──────── PROVIDED TEXT

Great points, Hendrixson, JCM and Jimbo. Perhaps the terms "Sport" and "Trad" are too nebulous to really be useful in identifying climbs on MP? Maybe just identifying the protection (as Jimbo suggests) would be more germane?

I fully appreciate that everyone uses the site differently. Like Hendrixson, if I'm looking for sport routes, I highlight "trad" and avoid those. But I'm seeing a lot of people getting into dangerous situations because they aren't using the site that way. I'd rather not see MORE designations... adding "sporty trad" and "trady sport" and "topropey sporty sport" doesn't seem helpful.

Suggestions?

JCM · · Unknown Hometown · Joined Jun 2008 · Points: 115
Eric D wrote: This is outdated thinking. When you tell climbers nowadays that a route is "trad" 99% of them will assume that it is gear protected.
But when you say "sport", 99% of climbers will assume a route is safely bolted, with a 2-bolt lower-off at the top. We can even go with the elitist definition that has been kicked around this site a few times, that sport climbing refers to pushing the athletic side of climbing, generally via hard redpointing with bolt protection.

────────────────
──────── SUPPLIED INFORMATION

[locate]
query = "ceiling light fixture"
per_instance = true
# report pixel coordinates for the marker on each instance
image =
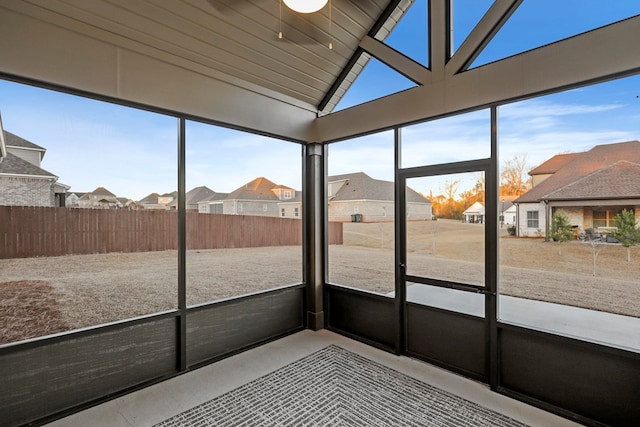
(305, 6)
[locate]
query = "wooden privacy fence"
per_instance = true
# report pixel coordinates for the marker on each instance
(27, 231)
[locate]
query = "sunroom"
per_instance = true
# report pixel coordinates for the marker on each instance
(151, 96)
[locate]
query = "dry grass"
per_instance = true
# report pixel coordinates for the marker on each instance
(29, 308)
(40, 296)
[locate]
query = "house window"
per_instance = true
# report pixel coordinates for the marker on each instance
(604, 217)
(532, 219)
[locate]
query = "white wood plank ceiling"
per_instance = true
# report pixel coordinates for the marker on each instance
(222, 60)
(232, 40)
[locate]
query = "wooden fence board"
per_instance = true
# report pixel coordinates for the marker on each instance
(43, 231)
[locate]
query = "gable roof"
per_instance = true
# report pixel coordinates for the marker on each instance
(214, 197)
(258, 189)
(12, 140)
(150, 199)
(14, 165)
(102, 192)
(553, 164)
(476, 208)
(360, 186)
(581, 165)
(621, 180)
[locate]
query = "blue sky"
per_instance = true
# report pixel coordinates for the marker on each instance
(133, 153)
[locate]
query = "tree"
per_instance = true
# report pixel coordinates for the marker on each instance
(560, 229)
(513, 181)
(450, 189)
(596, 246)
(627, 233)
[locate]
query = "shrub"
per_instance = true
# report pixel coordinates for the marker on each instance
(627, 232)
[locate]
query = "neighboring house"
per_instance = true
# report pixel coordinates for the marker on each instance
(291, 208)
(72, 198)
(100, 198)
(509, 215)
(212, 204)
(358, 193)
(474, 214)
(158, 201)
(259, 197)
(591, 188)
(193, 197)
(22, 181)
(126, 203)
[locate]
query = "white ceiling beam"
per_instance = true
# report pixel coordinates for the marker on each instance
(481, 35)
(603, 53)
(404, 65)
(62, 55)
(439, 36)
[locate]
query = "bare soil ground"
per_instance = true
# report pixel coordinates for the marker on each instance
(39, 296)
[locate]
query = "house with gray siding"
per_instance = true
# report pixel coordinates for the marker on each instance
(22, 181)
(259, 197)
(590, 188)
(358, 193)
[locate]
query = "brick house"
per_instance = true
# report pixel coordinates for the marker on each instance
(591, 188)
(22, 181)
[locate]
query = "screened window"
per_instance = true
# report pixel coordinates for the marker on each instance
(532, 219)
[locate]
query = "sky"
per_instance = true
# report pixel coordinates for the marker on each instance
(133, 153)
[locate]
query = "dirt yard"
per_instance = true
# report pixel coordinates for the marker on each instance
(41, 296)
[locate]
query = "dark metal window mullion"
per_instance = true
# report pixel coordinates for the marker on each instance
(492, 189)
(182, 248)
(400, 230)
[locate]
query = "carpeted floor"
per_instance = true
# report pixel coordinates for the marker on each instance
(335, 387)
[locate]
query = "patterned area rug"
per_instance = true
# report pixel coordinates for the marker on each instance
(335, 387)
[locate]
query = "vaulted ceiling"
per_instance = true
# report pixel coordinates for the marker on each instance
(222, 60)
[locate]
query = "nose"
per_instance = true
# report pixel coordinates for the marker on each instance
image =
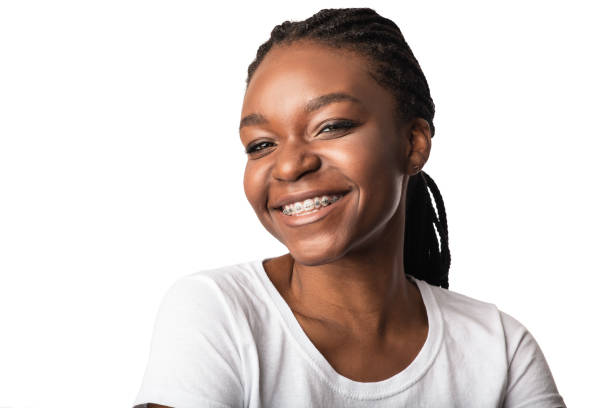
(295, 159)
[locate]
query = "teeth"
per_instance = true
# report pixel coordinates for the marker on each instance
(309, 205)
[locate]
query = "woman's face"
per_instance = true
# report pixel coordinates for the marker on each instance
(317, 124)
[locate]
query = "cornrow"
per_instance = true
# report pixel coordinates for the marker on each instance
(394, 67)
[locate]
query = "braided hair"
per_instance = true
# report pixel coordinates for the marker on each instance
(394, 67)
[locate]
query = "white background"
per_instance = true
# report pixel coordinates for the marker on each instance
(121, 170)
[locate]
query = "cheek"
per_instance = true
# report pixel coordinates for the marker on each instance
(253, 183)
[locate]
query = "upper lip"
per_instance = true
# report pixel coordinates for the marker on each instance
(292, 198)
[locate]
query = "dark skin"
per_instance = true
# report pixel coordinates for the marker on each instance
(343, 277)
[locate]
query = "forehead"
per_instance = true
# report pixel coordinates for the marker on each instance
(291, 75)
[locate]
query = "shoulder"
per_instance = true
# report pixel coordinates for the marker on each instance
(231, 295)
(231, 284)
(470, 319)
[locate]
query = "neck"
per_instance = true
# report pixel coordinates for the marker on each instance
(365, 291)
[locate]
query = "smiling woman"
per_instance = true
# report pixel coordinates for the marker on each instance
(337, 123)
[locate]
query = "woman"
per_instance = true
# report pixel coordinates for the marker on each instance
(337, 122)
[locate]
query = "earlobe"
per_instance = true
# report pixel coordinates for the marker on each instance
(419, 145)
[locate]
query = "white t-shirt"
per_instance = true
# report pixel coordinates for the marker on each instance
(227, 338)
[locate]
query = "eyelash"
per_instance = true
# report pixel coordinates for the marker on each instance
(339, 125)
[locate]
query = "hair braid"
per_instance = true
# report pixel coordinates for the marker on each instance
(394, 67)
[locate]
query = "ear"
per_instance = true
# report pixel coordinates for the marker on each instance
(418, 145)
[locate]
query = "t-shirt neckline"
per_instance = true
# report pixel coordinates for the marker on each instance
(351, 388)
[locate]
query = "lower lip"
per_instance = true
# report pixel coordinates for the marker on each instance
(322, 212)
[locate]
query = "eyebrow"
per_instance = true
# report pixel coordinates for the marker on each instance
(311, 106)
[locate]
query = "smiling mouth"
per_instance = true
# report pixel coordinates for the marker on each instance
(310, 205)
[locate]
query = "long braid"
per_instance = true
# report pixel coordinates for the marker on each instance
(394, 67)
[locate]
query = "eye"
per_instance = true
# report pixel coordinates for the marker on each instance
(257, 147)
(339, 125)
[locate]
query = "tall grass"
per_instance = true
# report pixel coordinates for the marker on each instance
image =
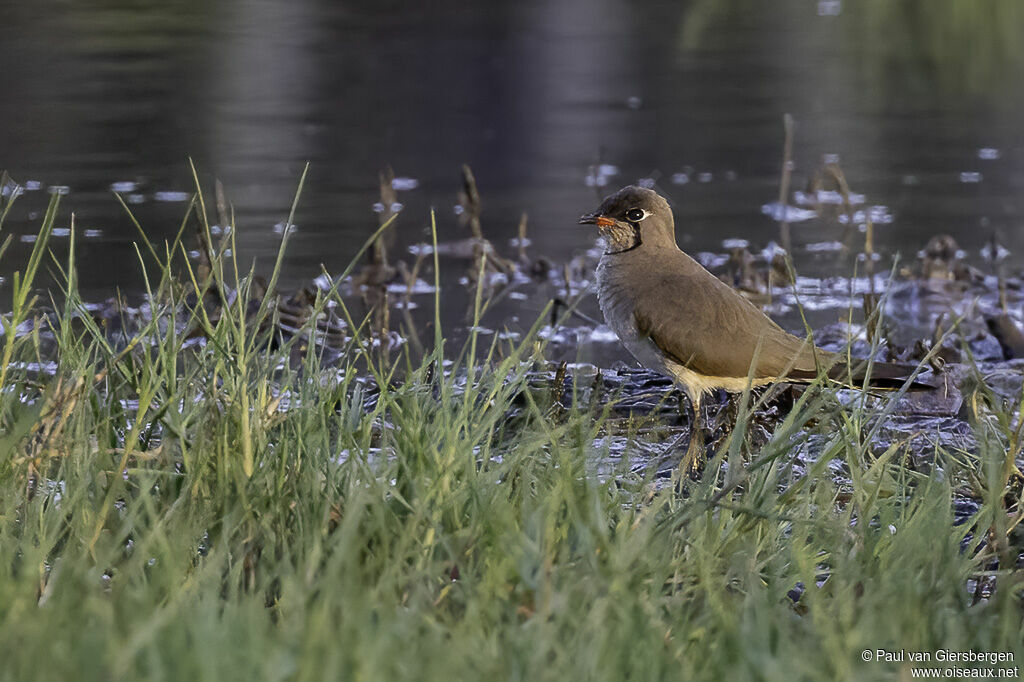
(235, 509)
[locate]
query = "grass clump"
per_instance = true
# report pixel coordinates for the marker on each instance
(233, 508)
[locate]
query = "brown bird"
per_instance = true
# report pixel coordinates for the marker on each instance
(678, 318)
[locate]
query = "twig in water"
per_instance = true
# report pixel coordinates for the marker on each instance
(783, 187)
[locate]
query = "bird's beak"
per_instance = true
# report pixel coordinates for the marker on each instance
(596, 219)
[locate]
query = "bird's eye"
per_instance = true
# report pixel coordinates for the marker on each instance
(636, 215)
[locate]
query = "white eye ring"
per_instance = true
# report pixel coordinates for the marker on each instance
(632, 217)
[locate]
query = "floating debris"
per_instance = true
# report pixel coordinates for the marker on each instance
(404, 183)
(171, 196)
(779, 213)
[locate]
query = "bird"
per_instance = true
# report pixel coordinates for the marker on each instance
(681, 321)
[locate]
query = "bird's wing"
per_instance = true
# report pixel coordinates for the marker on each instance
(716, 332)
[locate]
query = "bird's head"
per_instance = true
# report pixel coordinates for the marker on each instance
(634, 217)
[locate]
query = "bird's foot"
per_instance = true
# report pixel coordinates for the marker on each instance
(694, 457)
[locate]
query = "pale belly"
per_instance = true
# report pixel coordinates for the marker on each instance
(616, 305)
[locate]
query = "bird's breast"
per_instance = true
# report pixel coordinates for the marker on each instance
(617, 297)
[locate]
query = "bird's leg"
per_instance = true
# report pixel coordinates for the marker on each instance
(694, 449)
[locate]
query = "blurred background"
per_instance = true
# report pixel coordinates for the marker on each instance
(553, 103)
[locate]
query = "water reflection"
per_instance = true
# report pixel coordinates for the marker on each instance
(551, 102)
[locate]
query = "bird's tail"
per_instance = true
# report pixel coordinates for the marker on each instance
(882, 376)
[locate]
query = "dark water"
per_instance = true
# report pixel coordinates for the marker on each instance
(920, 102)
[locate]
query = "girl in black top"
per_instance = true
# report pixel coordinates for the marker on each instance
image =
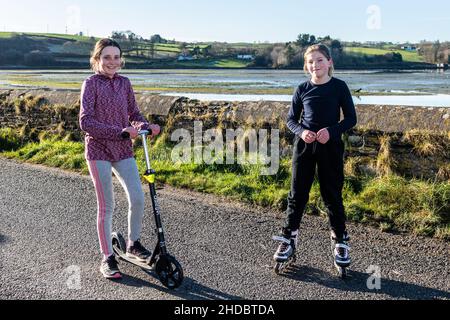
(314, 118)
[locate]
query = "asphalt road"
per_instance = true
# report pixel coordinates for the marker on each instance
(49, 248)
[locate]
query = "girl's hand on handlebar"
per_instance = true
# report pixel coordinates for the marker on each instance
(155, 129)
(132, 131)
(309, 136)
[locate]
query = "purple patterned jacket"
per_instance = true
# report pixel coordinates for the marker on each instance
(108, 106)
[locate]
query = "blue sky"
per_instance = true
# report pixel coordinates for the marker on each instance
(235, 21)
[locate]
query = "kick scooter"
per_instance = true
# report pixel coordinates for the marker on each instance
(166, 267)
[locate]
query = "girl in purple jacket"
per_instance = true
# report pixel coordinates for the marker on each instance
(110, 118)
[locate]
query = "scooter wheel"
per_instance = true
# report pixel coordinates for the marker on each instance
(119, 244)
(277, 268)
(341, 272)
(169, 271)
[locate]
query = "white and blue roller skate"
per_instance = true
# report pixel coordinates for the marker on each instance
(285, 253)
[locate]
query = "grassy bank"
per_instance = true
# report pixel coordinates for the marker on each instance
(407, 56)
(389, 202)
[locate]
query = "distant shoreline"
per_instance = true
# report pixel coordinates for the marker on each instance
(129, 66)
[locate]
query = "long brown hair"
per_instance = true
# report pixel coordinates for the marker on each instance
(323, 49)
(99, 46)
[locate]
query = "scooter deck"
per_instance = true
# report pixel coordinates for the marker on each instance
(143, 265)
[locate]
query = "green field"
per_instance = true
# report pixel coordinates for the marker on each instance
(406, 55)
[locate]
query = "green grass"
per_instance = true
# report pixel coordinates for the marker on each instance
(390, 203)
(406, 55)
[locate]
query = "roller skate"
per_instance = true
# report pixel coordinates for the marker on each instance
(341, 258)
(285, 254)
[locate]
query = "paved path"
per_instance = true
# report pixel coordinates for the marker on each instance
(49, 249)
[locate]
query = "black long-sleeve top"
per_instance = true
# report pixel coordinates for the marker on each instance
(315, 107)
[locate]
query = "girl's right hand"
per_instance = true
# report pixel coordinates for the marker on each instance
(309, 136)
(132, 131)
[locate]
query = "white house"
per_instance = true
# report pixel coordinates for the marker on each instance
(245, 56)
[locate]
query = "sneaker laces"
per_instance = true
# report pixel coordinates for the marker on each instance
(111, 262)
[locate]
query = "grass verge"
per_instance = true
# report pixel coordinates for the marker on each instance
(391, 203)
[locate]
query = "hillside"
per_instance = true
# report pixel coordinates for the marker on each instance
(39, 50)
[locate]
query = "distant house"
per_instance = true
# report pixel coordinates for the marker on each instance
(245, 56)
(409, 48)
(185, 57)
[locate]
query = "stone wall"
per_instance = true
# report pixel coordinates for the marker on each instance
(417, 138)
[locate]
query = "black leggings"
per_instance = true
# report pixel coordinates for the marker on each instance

────────────────

** EXERCISE DESCRIPTION **
Pick up the forum thread on labeling climbs as sport or trad where it ends and keep writing it.

** EXERCISE OUTPUT **
The takeaway here is that the terms "sport" and "trad" are inadequate and unclear, as a way to describe how a route is protected. There are many routes that don't fit neatly into either category.
Eric D · · Gnarnia · Joined Nov 2006 · Points: 235
JCM wrote: But when you say "sport", 99% of climbers will assume a route is safely bolted, with a 2-bolt lower-off at the top.
That's right. And when I recommend a trad route to someone at a crag they will assume it is well protected, unless I say otherwise. That is why describing a route as "run-out" takes care of that issue. It's a run-out sport route. Or a R-rated sport route.

Take your average climber at a crag. If you are describing a sparsely bolted route around the corner and you want to help them find it. Will they more easily find it if you describe it as a "run-out sport route" or as a "trad route?" What do you think JCM?
Guideline #1: Don't be a jerk.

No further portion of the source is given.